PROBLEM 1 = Transcribe the part of the class-prediction help page that runs from "Separate values by" to "to PaLS (New!!)".
PROBLEM 2 =
Answer these questions from the class-prediction help page, one line each:
(a) How many cases in any class make a data set not allowed?
(b) What character separates the values in the class file?
(c) Which tool provides the information that IDClight returns?
PROBLEM 3 = Write the next part of the class-prediction help page, picking up after its final sentence.

The file for the covariates should be formated as:

Class file

These are the class labels (e.g., healthy or affected, or different types of cancer) that group the samples. Our predictor will try to predict these class labels.

Please note that we do not allow any data set with 3 or fewer cases in any class. Why? Because, on the one hand, any results from such data would be hard to believe; on the other hand, that would result in some cross-validation samples having some training samples with 0 elements from one of the classes.

Separate values by tab (\t), and finish the file with a carriage return or newline. No missing values are allowed here. Class labels can be anything you wish; they can be integers, they can be words, whatever.

This is a simple example of class labels file

CL1     CL2     CL1     CL4     CL2     CL2     CL1     CL4       

Type of gene identifier and species

If you use any of the currently standard identifiers for your gene IDs for either human, mouse, or rat genomes, you can obtain additional information by clicking on the gene names in the output. This information is returned from IDClight based on that provided by our IDConverter tool.


Two forms of output are provided:

Sending results to PaLS (New!!)

It is now possible to send the results to PaLS. PaLS "analyzes sets of lists of genes or single lists of genes. It filters those genes/clones/proteins that are referenced by a given percentage of PubMed references, Gene Ontology terms, KEGG pathways or Reactome pathways." (from PalS's help). By sending your results to PaLS, it might be easier to make biological sense of your results, because you are "annotating" your results with additional biological information.

Scroll to the bottom of the main outpu, where you will find the PaLS icon and the gene lists. When you click on any of the links, the corresponding list of genes will be sent to PaLS. There, you can configure the options as you want (please, consult PalS's help for details) and then submit the list. In PaLS, you can always go back, and keep playing with the very same gene list, modifying the options.

For individual genes, recall that the names in the tables are clickable, and display additional information from IDClight.


Examples of several runs, one with fully commented results, are available here.

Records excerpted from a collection
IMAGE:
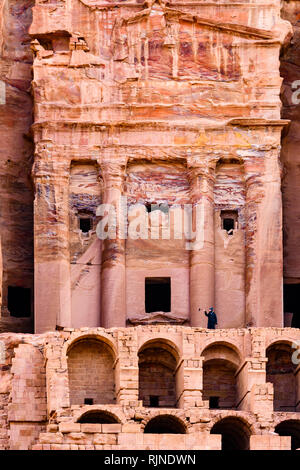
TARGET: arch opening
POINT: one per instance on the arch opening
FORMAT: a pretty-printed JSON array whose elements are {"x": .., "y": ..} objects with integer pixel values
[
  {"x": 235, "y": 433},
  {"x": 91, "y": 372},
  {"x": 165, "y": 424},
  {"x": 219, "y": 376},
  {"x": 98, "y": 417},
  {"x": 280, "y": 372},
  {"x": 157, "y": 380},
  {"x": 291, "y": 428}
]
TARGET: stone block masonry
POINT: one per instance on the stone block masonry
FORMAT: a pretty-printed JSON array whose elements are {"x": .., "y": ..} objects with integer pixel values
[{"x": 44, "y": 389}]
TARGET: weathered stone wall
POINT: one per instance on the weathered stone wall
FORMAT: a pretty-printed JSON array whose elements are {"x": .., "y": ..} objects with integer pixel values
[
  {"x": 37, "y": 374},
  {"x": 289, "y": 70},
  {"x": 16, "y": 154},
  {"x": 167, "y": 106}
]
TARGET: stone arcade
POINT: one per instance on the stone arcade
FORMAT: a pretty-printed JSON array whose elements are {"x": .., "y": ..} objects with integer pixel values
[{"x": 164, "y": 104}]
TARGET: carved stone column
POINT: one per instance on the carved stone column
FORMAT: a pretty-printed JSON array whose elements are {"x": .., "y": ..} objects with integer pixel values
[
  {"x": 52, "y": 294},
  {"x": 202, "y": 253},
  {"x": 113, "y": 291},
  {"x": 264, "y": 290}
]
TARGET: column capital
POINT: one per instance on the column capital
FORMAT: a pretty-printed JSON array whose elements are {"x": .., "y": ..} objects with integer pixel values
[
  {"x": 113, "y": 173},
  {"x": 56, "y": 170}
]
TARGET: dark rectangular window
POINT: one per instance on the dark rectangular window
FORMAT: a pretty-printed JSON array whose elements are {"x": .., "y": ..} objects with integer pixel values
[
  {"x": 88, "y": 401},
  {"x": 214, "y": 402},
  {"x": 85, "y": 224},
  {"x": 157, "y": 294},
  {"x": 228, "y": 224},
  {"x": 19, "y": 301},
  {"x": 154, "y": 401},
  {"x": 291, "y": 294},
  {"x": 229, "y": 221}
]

* * *

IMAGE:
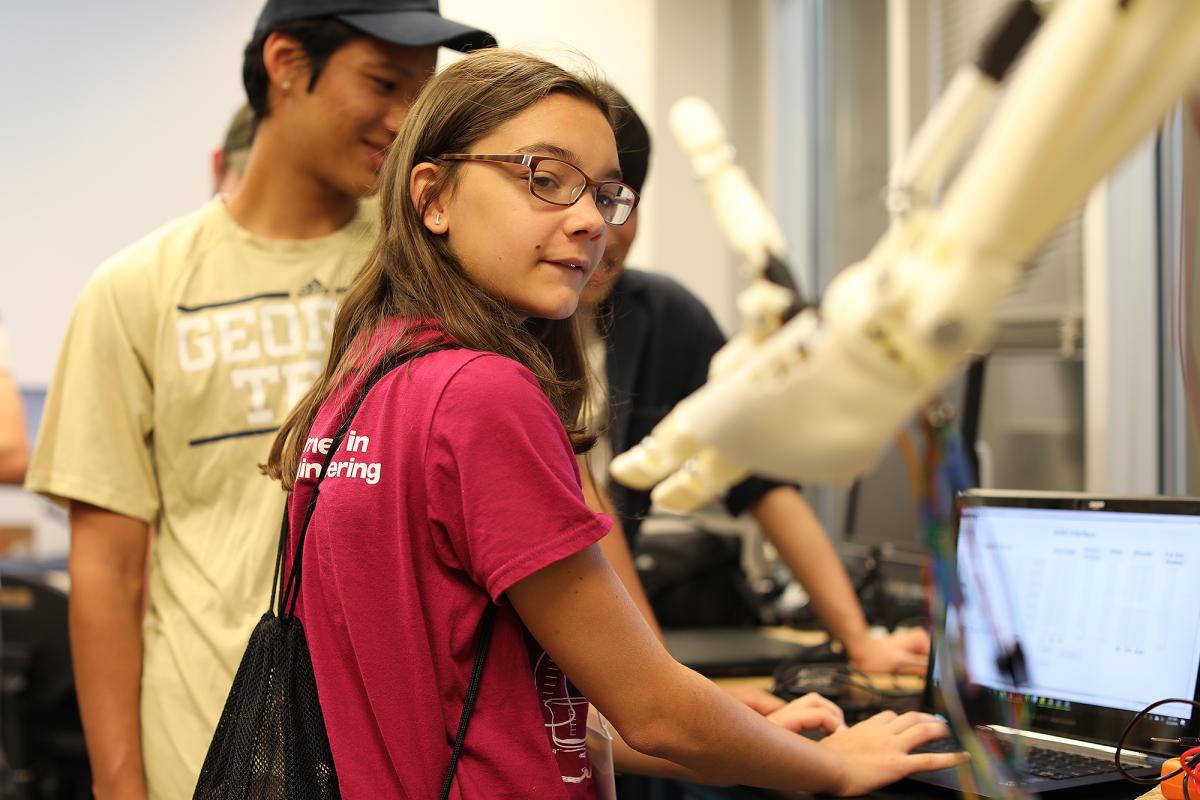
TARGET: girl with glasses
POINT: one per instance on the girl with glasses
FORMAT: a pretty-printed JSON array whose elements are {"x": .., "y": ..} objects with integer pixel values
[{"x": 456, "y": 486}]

==

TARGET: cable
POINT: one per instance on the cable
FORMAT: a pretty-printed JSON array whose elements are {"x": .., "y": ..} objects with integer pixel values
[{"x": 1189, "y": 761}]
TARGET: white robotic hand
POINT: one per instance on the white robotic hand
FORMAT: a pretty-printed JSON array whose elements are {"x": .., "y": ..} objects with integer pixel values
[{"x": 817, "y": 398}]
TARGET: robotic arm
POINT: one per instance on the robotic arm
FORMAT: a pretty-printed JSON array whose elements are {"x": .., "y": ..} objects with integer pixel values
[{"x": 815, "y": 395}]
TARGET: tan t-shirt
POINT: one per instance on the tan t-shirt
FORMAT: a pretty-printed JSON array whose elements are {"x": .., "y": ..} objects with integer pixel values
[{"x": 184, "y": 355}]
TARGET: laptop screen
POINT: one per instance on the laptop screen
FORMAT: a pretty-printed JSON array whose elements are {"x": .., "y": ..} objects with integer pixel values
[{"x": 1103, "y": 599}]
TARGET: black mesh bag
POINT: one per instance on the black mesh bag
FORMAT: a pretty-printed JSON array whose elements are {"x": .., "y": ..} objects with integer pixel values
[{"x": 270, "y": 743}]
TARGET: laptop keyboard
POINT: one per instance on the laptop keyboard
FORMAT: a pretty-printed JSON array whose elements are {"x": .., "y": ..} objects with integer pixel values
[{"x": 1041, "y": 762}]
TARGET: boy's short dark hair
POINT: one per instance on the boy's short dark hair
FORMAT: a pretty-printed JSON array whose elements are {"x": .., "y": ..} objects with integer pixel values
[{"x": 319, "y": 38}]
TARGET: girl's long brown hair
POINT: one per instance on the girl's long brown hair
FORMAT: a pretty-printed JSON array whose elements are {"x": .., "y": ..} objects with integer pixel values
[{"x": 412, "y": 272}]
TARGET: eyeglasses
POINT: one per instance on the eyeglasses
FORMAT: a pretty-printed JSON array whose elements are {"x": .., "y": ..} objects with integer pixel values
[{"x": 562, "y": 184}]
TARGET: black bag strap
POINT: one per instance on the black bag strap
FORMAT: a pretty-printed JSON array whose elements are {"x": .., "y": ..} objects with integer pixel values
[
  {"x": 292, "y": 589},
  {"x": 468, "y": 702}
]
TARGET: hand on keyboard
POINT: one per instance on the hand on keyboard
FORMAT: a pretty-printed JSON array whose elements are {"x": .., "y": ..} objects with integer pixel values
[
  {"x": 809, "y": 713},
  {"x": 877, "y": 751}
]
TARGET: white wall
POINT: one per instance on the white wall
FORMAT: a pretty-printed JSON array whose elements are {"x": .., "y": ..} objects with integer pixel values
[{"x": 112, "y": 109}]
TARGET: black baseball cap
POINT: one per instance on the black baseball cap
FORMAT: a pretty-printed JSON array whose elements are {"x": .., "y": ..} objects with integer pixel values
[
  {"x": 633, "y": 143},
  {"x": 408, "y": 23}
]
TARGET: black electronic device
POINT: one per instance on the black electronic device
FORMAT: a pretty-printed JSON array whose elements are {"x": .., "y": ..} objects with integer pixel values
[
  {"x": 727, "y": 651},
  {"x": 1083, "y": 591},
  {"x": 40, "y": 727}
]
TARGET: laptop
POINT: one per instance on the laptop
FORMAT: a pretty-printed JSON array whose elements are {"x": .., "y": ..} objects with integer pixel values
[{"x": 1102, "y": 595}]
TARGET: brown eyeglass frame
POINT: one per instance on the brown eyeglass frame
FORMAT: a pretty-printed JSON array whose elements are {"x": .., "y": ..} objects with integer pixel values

EXERCISE RESULT 1 =
Separate values by tab (\t), and finish the file with a carriage return or newline. No missing values are allowed here. Class labels can be anything you wish; they can be integers, they can be words, whatever.

This is a simple example of class labels file

CL1     CL2     CL1     CL4     CL2     CL2     CL1     CL4       

Type of gene identifier and species

If you use any of the currently standard identifiers for your gene IDs for either human, mouse, or rat genomes, you can obtain additional information by clicking on the gene names in the output. This information is returned from IDClight based on that provided by our IDConverter tool.


Two forms of output are provided:

Sending results to PaLS (New!!)

EXERCISE RESULT 2 =
(a) 3 or fewer cases.
(b) A tab (\t).
(c) The IDConverter tool.

EXERCISE RESULT 3 =
Authors and Acknowledgements

This program was developped by Juan M. Vaquerizas and Ramón Díaz-Uriarte, from the Bioinformatics Unit at CNIO. This tool is, essentially, a web interface to a set of R functions, plus a small piece of C++ code (for the dlda part), written by Ramón. Some of these functions themselves call functions in the packages e1071 (by E. Dimitriadou, K. Hornik, F. Leisch, D. Meyer, and A. Weingessel), class (by W. Venables and B. Ripley), pamr (by T. Hastie, R. Tibshirani, Balasubramanian Narasimhan, G. Chu), supclust (by M. Dettling and M. Maechler), multtest (by Y. Ge and S. Dudoit) and randomForest (by A. Liaw, M. Wiener, with Fortran code by L. Breiman and A. Cutler). Our set of functions themselves will (soon) be converted into an R package and released under the GPL.

We want to thank all these authors for the great tools that they have made available for all to use. If you find this useful, and since R and Bioconductor are developed by a team of volunteers, we suggest you consider making a donation to the R foundation for statistical computing.

Terms of use

Privacy and Security

Uploaded data set are saved in temporary directories in the server and are accessible through the web until they are erased after some time. Anybody can access those directories, nevertheless the name of the directories are not trivial, thus it is not easy for a third person to access your data.

In any case, you should keep in mind that communications between the client (your computer) and the server are not encripted at all, thus it is also possible for somebody else to look at your data while you are uploading or dowloading them.


This software is experimental in nature and is supplied "AS IS", without obligation by the authors or the CNIO the to provide accompanying services or support. The entire risk as to the quality and performance of the software is with you. The authors expressly disclaim any and all warranties regarding the software, whether express or implied, including but not limited to warranties pertaining to merchantability or fitness for a particular purpose.